* Supplied text
OSAKA – A year after Osaka city voters rejected Osaka Ishin no Kai’s most fundamental policy proposal in a referendum, the party finds itself heading south.
Ever since the referendum, the party has failed to gain traction outside the prefecture, unable to fill the void left by the retirement of its charismatic founder, and heads into the July Upper House election, and a possible simultaneous Lower House election, low in the opinion polls.
With the announcement earlier this month that former Osaka Ishin ally-turned-adversary Yoshimi Watanabe, once head of now defunct Your Party, will run with Osaka Ishin backing in the Upper House race, the party hopes to once again create an alternative to the Liberal Democratic Party-Komeito ruling coalition and traditional opposition parties.
But other Osaka Ishin members are concerned that endorsing Watanabe, who in 2014 was accused of breaking the Political Funds Control Law, bringing down Your Party, will alienate voters fed up with money scandals.
Aware of the potential backlash, Watanabe insisted last week he was clean.
“I was acquitted after a thorough investigation by the (Tokyo) prosecutor’s office,” Watanabe said at a news conference May 16.
Osaka Ishin no Kai is the Japanese name of both the national party and local political group, except that the party spells Osaka with hiragana rather than kanji.
The other problem, especially for members loyal to Osaka Ishin movement cofounder Toru Hashimoto, who exited local politics in December after finishing his term as mayor, is the fear that Watanabe, a former Lower House veteran with a reputation for being a control freak, will try to take over.
Though close at first, Hashimoto accused Watanabe of being “Machiavellian,” and their relations soured.
When he announced he would run with Osaka Ishin support, however, Watanabe said he was not seeking a leadership position and said his shared political philosophy with Osaka Ishin was what convinced him to seek its support.
“I recognized that Osaka Ishin returned to its political origins to work on local reform and I agree that over-concentration in Tokyo is a problem that needs corrected. I’m just one person, so it doesn’t mean I will be a new power within the party. Such concerns are imaginary,” Watanabe said.

Object point labels
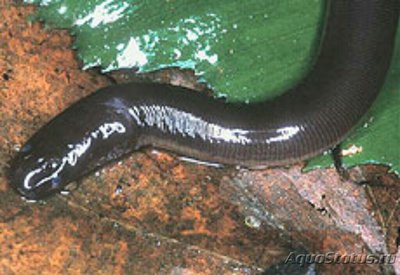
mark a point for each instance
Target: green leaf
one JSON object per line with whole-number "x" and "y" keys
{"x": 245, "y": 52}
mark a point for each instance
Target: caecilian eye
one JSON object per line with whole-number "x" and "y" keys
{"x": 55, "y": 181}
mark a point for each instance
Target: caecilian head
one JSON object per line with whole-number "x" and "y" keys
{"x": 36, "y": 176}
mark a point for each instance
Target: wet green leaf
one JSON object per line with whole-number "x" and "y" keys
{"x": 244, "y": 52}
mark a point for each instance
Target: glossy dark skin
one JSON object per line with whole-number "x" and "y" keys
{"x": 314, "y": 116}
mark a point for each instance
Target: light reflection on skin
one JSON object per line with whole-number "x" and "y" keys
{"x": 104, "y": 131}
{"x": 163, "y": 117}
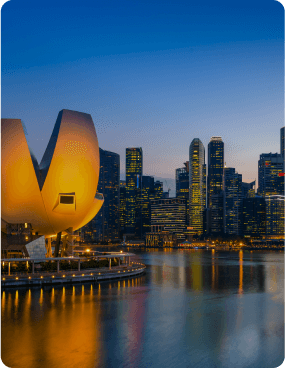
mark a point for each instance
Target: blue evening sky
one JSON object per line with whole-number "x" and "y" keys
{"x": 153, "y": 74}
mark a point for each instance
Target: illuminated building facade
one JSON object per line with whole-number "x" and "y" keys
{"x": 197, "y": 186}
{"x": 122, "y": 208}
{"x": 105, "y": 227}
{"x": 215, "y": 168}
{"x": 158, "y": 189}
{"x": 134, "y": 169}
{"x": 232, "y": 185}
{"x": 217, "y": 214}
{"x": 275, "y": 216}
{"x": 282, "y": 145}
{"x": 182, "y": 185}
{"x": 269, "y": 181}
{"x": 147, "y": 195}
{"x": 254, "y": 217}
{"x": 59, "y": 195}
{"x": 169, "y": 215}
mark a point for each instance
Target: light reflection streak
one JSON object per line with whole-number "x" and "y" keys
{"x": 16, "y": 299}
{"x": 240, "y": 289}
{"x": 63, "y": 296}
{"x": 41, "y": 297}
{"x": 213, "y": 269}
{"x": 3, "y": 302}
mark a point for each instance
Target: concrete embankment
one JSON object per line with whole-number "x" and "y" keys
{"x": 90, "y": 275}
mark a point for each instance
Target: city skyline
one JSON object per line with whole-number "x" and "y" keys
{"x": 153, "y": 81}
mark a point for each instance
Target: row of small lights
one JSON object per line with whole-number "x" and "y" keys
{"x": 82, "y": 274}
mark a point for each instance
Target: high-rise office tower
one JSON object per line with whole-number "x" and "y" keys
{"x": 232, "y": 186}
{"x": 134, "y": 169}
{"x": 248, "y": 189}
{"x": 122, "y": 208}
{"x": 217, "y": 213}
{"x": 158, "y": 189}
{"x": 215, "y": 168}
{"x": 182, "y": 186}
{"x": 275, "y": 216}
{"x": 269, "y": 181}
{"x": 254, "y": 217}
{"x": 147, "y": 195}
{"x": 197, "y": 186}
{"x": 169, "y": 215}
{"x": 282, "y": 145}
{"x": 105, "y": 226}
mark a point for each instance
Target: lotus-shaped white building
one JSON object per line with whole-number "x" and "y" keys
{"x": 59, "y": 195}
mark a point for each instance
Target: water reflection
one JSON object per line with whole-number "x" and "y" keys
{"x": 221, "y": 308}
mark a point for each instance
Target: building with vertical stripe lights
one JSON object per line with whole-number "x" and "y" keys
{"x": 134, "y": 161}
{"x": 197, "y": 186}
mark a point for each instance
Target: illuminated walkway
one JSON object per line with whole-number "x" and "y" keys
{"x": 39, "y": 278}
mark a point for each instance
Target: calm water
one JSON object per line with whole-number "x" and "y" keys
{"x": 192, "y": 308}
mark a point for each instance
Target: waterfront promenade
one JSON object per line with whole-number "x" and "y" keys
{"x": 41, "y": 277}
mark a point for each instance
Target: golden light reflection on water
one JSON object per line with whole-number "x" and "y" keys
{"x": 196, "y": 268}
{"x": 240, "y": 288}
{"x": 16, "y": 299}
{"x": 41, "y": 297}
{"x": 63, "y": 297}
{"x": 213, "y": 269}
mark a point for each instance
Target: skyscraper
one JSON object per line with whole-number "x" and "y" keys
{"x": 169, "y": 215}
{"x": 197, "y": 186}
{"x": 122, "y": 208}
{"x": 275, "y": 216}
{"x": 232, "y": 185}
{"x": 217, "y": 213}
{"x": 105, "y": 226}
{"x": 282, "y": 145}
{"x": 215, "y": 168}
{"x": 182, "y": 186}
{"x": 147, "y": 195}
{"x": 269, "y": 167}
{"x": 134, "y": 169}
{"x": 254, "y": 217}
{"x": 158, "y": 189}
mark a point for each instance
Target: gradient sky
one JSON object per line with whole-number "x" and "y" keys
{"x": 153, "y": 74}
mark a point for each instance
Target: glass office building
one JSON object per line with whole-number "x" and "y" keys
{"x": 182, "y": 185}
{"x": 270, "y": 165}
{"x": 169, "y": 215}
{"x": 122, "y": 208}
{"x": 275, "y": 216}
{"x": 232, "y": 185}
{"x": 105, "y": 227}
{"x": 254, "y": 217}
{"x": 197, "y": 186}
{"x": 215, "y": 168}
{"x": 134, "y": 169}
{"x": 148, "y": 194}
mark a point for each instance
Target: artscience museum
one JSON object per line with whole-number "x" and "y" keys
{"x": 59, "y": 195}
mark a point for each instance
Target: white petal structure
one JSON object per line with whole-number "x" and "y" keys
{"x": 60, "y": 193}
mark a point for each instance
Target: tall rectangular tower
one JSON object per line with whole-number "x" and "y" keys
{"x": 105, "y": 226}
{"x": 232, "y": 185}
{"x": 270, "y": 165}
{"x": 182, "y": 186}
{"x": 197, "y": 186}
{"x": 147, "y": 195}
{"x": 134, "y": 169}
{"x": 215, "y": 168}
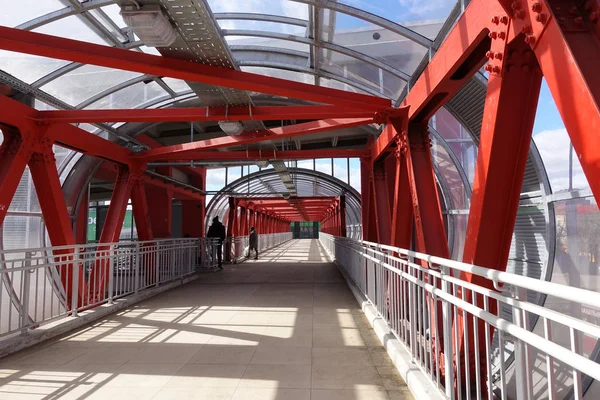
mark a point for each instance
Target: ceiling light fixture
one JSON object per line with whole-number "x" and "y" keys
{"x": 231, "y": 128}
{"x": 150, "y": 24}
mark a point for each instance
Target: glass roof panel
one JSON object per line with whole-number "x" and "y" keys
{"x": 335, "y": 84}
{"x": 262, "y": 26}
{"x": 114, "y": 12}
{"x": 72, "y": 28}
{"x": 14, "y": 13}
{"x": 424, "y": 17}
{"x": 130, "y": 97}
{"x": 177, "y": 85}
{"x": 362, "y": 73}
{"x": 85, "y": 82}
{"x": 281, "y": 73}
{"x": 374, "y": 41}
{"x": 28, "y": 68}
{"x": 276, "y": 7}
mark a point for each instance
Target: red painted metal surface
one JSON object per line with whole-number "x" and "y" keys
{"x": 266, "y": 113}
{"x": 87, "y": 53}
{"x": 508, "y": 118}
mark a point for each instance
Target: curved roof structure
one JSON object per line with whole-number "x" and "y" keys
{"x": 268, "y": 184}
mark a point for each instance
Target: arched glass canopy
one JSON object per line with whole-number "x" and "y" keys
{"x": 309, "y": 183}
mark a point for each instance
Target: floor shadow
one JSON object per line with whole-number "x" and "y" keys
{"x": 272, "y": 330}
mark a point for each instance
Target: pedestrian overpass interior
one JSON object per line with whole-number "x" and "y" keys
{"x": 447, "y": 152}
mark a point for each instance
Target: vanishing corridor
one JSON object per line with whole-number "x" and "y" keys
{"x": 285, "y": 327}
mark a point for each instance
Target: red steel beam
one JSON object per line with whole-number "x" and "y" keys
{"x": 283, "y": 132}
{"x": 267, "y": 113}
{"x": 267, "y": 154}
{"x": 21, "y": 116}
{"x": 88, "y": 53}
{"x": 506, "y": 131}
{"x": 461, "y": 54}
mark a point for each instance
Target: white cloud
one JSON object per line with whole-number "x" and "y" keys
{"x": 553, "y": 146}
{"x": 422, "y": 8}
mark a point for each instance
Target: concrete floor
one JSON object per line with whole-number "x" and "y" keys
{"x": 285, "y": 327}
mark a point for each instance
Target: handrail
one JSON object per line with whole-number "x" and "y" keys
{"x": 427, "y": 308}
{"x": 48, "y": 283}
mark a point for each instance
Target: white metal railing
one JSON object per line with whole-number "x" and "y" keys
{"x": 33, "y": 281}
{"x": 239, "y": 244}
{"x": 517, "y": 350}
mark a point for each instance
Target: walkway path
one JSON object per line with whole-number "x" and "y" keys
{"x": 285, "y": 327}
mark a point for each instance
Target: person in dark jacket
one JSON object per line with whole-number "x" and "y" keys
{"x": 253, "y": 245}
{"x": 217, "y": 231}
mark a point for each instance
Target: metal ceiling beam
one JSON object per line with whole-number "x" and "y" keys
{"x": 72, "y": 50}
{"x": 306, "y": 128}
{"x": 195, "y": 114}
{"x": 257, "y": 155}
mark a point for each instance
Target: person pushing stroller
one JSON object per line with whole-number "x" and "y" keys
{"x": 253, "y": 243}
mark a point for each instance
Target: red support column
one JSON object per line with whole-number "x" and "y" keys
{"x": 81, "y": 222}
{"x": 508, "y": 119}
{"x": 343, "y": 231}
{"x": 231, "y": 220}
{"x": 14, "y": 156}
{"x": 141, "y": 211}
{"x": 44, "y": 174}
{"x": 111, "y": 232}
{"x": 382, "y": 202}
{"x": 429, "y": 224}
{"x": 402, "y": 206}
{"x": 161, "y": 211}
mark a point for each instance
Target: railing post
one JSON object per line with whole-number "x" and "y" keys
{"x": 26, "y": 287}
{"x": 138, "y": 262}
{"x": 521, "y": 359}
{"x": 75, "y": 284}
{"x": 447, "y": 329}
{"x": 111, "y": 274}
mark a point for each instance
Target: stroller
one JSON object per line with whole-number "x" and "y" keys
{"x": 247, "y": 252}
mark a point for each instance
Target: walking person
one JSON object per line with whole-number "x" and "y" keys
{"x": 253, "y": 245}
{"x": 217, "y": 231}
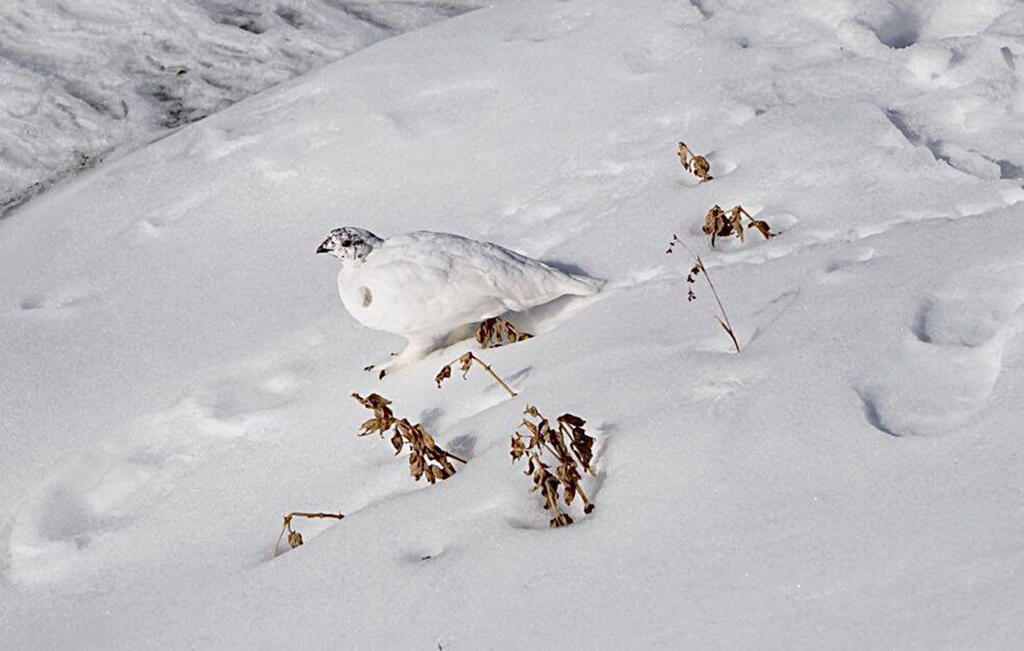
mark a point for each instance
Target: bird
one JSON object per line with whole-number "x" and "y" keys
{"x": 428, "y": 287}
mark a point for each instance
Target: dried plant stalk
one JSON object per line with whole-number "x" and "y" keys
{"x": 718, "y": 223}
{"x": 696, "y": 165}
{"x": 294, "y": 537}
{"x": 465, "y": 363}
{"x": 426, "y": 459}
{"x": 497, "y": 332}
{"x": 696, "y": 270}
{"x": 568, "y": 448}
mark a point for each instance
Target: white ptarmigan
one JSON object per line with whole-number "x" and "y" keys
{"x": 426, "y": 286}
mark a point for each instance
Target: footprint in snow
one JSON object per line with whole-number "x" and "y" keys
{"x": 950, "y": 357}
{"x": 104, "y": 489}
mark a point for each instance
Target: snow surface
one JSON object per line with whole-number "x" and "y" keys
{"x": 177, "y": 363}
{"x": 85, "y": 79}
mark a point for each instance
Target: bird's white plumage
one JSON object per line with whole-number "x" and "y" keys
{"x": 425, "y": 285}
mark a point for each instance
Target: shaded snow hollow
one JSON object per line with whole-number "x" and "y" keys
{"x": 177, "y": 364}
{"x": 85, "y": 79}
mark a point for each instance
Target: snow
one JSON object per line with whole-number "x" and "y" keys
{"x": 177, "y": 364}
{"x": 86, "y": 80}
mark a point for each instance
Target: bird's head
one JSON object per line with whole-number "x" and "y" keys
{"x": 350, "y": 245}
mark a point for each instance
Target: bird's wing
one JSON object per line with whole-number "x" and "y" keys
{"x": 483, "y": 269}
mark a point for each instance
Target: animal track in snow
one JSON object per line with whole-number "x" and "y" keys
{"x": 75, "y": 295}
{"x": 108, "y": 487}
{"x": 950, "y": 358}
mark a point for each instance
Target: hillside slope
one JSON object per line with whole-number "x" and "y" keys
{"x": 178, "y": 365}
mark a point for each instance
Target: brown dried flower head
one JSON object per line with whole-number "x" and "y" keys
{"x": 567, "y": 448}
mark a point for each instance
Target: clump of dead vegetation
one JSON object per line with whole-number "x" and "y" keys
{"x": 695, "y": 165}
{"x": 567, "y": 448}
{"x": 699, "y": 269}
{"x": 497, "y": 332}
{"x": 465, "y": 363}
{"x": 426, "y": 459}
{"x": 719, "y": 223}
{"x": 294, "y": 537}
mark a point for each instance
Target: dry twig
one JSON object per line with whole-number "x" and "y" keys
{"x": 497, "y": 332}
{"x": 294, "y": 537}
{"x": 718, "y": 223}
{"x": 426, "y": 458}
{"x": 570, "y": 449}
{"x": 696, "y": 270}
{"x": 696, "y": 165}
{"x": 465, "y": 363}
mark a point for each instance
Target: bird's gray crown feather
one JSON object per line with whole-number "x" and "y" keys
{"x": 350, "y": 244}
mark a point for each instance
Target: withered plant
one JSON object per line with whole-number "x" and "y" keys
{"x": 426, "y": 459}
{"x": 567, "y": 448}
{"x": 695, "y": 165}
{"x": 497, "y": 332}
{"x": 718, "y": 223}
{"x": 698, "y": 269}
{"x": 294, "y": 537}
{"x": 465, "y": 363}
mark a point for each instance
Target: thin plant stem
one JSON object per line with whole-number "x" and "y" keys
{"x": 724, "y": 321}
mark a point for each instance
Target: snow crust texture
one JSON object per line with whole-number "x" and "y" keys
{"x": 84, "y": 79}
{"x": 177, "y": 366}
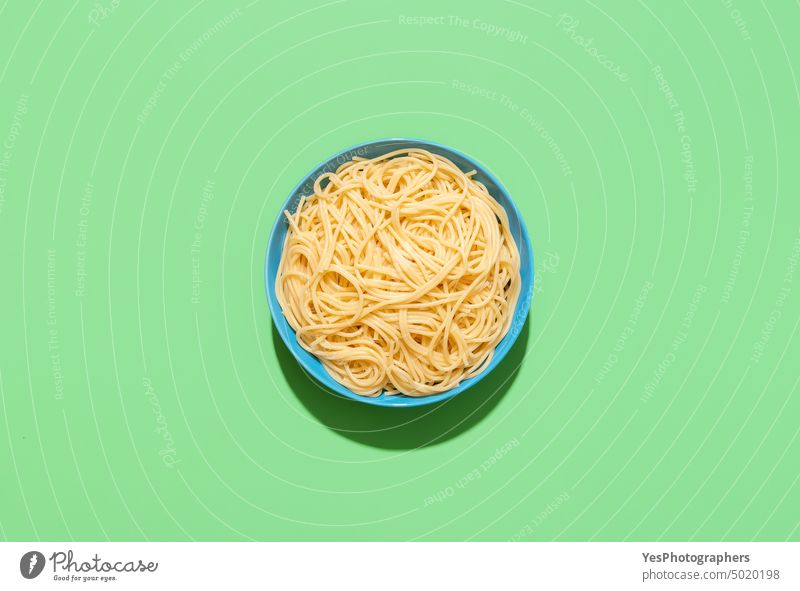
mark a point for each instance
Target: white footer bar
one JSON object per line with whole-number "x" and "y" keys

* Written tasks
• a. In the Osaka Ishin article, on what date did Watanabe say at a news conference that he had been acquitted?
• b. Please rewrite the stretch of the Osaka Ishin article from "Osaka Ishin no Kai is" through "rather than kanji.", changing "hiragana" to "katakana".
The rows play no part in this work.

* Per-task outputs
• a. May 16.

• b.
Osaka Ishin no Kai is the Japanese name of both the national party and local political group, except that the party spells Osaka with katakana rather than kanji.